[Data records]
━━━━━━━━━━
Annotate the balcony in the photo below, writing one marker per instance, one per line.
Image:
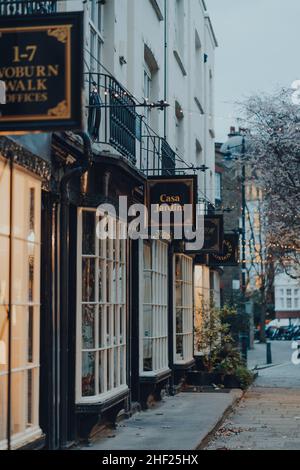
(156, 156)
(21, 7)
(112, 118)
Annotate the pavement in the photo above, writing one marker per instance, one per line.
(268, 416)
(181, 422)
(281, 353)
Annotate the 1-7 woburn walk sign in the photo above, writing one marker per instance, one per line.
(41, 65)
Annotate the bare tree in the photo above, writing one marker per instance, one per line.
(273, 153)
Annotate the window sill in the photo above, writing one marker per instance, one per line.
(157, 9)
(155, 377)
(102, 402)
(180, 62)
(184, 364)
(23, 439)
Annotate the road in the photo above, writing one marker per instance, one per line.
(268, 417)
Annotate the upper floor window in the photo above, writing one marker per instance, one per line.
(96, 38)
(101, 327)
(218, 181)
(154, 314)
(179, 25)
(183, 309)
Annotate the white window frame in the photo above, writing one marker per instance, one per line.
(25, 296)
(147, 90)
(186, 282)
(158, 303)
(95, 30)
(107, 254)
(218, 186)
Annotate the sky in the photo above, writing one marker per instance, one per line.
(258, 52)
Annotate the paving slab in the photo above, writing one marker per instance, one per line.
(181, 422)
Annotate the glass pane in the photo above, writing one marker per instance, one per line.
(18, 405)
(101, 282)
(3, 340)
(122, 325)
(101, 327)
(3, 407)
(88, 374)
(116, 367)
(108, 282)
(30, 334)
(101, 371)
(148, 362)
(179, 299)
(88, 233)
(148, 318)
(122, 365)
(147, 287)
(88, 280)
(108, 326)
(30, 402)
(4, 271)
(19, 336)
(179, 321)
(88, 326)
(179, 346)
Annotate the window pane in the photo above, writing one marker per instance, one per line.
(88, 374)
(88, 280)
(179, 321)
(18, 404)
(88, 327)
(148, 360)
(88, 233)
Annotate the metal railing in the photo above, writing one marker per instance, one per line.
(156, 156)
(112, 115)
(23, 7)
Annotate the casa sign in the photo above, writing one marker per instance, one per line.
(41, 68)
(174, 194)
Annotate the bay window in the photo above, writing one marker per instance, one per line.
(183, 309)
(25, 308)
(154, 308)
(101, 319)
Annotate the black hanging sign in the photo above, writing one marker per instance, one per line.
(229, 256)
(213, 234)
(172, 194)
(41, 65)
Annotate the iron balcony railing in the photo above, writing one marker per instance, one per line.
(156, 156)
(112, 118)
(22, 7)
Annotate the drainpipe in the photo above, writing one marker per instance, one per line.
(84, 165)
(165, 67)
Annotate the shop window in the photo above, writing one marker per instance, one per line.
(154, 321)
(183, 309)
(25, 313)
(101, 327)
(96, 38)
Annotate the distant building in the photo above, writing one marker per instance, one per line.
(287, 297)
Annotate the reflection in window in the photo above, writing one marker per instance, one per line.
(155, 307)
(102, 309)
(183, 308)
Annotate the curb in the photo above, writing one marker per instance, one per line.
(230, 408)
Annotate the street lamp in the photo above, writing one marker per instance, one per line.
(233, 149)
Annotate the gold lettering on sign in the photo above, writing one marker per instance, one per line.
(59, 110)
(169, 199)
(61, 34)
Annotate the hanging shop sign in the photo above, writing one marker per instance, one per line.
(176, 195)
(213, 234)
(41, 66)
(229, 256)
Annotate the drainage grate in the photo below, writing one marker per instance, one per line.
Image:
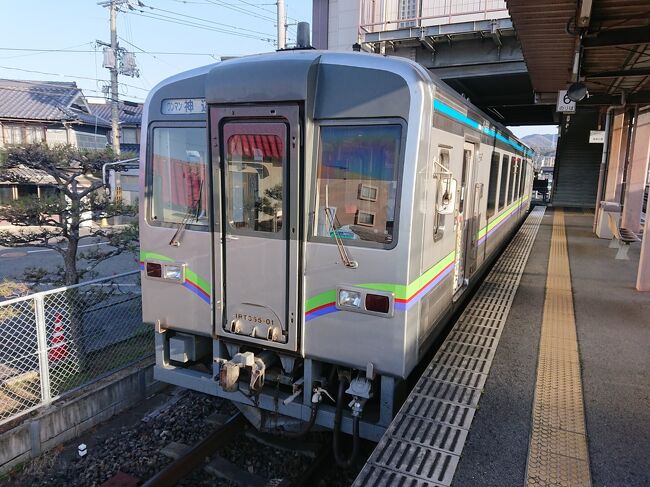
(422, 447)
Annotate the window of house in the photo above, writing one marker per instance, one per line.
(25, 190)
(128, 136)
(13, 134)
(492, 186)
(50, 192)
(6, 194)
(90, 141)
(178, 176)
(34, 134)
(503, 181)
(357, 182)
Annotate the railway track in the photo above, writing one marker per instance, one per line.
(205, 455)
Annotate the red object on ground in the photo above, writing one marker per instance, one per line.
(58, 347)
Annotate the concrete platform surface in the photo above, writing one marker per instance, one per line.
(613, 325)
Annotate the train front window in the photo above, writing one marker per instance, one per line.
(178, 176)
(357, 182)
(255, 156)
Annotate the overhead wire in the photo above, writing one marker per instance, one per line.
(47, 50)
(206, 20)
(67, 76)
(176, 21)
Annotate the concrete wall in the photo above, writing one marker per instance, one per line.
(69, 417)
(343, 24)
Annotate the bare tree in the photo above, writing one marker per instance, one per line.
(55, 222)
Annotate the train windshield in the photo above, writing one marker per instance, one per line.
(357, 182)
(178, 176)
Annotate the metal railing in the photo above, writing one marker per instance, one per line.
(384, 15)
(56, 341)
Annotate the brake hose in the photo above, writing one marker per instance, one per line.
(340, 461)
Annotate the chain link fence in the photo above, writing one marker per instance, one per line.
(56, 341)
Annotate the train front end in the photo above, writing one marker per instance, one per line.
(276, 234)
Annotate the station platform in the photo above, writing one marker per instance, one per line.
(544, 379)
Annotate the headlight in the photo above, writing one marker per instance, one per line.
(351, 299)
(173, 272)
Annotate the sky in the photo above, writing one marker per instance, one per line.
(75, 25)
(167, 37)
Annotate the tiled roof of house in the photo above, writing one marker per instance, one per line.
(36, 100)
(30, 175)
(53, 101)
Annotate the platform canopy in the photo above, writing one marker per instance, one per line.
(605, 43)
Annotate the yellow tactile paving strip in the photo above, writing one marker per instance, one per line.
(557, 454)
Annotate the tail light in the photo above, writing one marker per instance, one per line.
(154, 270)
(377, 303)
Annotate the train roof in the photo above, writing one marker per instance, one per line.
(293, 68)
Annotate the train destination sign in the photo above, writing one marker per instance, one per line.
(564, 103)
(596, 136)
(183, 106)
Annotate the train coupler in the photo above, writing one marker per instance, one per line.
(256, 366)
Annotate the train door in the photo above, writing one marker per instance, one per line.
(463, 219)
(258, 151)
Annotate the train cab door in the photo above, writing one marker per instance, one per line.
(464, 220)
(257, 177)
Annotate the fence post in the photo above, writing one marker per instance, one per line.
(41, 337)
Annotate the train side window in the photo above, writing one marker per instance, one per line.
(514, 172)
(438, 219)
(358, 168)
(178, 176)
(492, 187)
(503, 184)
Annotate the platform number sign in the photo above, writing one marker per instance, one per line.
(564, 104)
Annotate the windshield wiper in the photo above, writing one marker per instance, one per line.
(192, 211)
(343, 252)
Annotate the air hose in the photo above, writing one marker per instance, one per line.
(340, 461)
(310, 424)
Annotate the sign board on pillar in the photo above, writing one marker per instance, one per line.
(564, 105)
(596, 136)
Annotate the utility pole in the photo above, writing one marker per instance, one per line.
(114, 67)
(115, 108)
(282, 25)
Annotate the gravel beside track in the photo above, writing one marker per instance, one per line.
(133, 446)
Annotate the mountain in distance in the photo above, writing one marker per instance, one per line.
(543, 144)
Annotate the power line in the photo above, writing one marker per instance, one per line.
(19, 49)
(206, 20)
(176, 21)
(68, 76)
(51, 91)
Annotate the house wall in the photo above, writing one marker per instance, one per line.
(21, 132)
(343, 24)
(86, 140)
(56, 137)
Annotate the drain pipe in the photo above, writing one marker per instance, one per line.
(603, 160)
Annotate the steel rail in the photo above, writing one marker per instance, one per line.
(175, 471)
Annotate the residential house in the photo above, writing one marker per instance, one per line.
(57, 113)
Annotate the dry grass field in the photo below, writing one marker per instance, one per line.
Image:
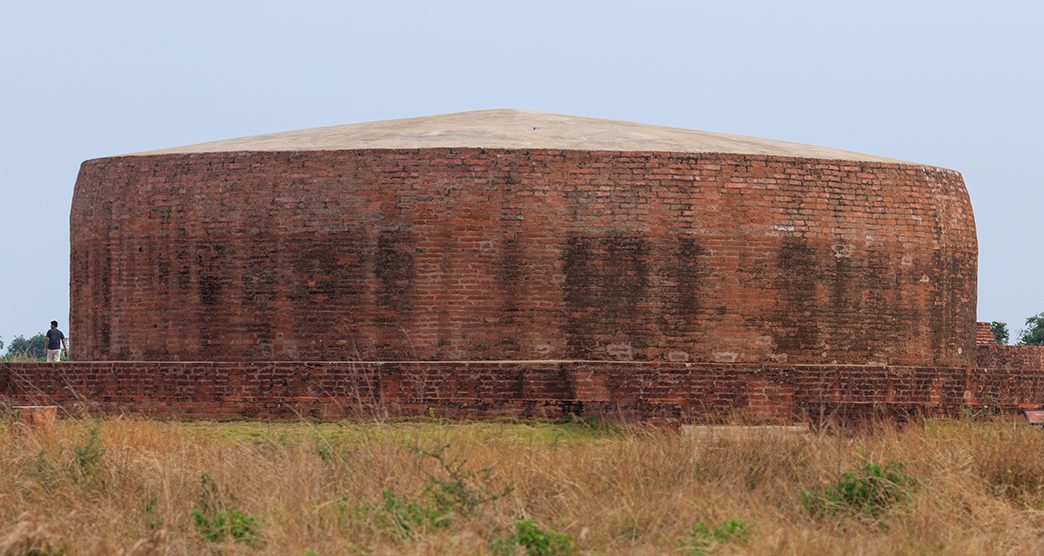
━━━━━━━━━━
Do this:
How many lines of the records above contain the word "front"? Reply with the number alone.

Exercise response:
2